▶ **Instructions**
(a) Reproduce the stretch of the disaster recovery plan text from "Incident response: develop" through "and the media.".
(b) In the disaster recovery plan text, what does a Recovery Point Objective (RPO) define?

Disaster Recovery Plan (DRP)
Systematic methodology by which a team allocates its resources to effectively regain control of key data and information systems after a disaster.
It can be used to resolve both minor and serious situations.
The effectiveness of disaster recovery plans lies in the ability to anticipate threats before they actually arise, and test various threat scenarios to ensure that the plan is working correctly.
After a cyberattack, teams need to have a disaster recovery plan to correct problems as quickly and effectively as possible.
Without this, every minute wasted can increase the cost of damage and recovery ability.
Disaster Recovery Plan: Fundamental Elements
Risk assessment: teams must thoroughly evaluate all potential threats and weaknesses in the organization's IT infrastructure, with special interest in areas that are most susceptible to cyberattacks.
Business continuity: determination of the procedures and resources to use to keep key business operations active in the event of a disaster.
Data archiving, backup, and recovery: documentation and implementation of maintenance processes to periodically back up key data and systems, including plans to restore these assets if they become compromised due to a disaster or attack.
Incident response: develop a flow of procedures and exercises that clearly articulate how a team should respond to a cyberattack, breach, or disaster, including how to identify and contain threats, assess damage, and restore affected systems.
Communication: instructions on how to communicate the situation to key stakeholders in the event of an attack; this includes employees, customers, suppliers, affected investors, and the media.
Training and education: intended for employees; based on good cybersecurity and disaster response practices, particularly on key exercises indicated in the organization's plan and what to be prepared for if a disaster occurs.
Testing and drills: consistent execution and practice of disaster recovery plans is vital to ensuring they are effective and that your team can be confident in their roles and responsibilities to handle threats as they arise.
Disaster Recovery Plan: Phases
Convene the team: determine the roles and responsibilities of all team members and departments within the organization.
Development of an incident management plan: exhaustive documentation of the procedures to be used to identify and report threats and cyber attacks.
Conducting a "Business Impact Analysis" (BIA): helps determine priorities and objectives for disaster recovery; focuses on identifying the systems, assets and processes fundamental to the organization and its operations.
Establishing a "Recovery Point Objective" (RPO): defines the acceptable amount of data loss measured over time.
Determine a "Recovery Time Objective" (RTO): determines the maximum acceptable time in which an organization's operations can be interrupted after a disaster.
Definition and documentation of the plan:
Dependencies: determine which systems and processes are interdependent and how they interact with each other.
Key suppliers: identify all key suppliers and partners for the organization's operations.
Locations: details about recovery locations, including primary and secondary alternatives.
Recovery procedures: identify and document the procedures and tools that will be used to recover compromised systems, applications, and data.

▶ **Supplied data**
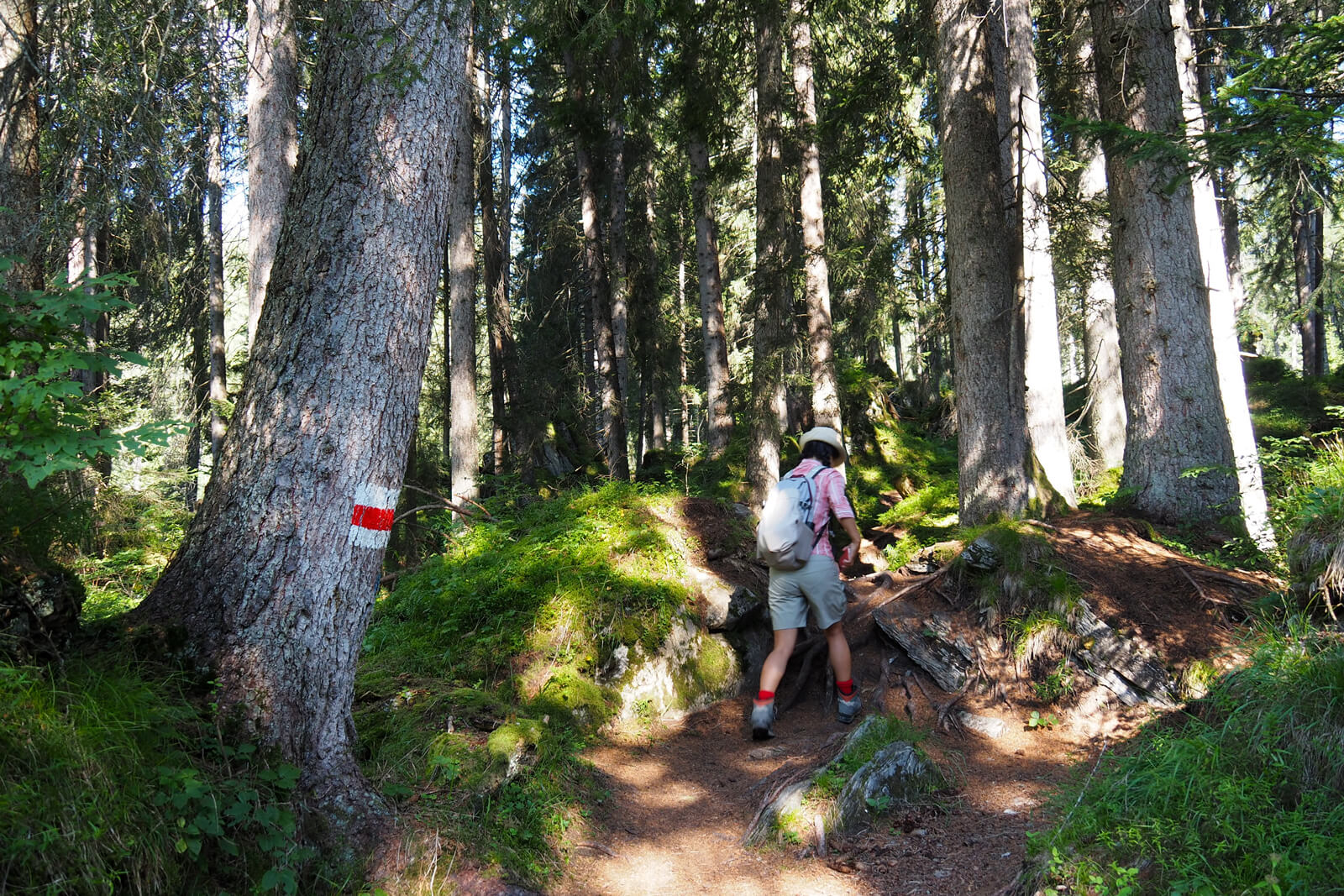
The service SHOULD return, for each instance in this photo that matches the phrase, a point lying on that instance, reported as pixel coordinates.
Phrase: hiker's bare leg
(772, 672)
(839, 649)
...
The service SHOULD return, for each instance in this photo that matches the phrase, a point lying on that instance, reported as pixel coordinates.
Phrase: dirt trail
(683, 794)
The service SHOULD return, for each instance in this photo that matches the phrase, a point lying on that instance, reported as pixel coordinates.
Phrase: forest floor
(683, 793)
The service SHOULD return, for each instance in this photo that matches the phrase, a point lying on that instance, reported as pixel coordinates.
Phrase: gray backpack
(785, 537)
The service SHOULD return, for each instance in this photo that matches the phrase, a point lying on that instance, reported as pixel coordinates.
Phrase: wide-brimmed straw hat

▶ **Outputs for the tasks**
(a)
Incident response: develop a flow of procedures and exercises that clearly articulate how a team should respond to a cyberattack, breach, or disaster, including how to identify and contain threats, assess damage, and restore affected systems.
Communication: instructions on how to communicate the situation to key stakeholders in the event of an attack; this includes employees, customers, suppliers, affected investors, and the media.

(b) The acceptable amount of data loss measured over time.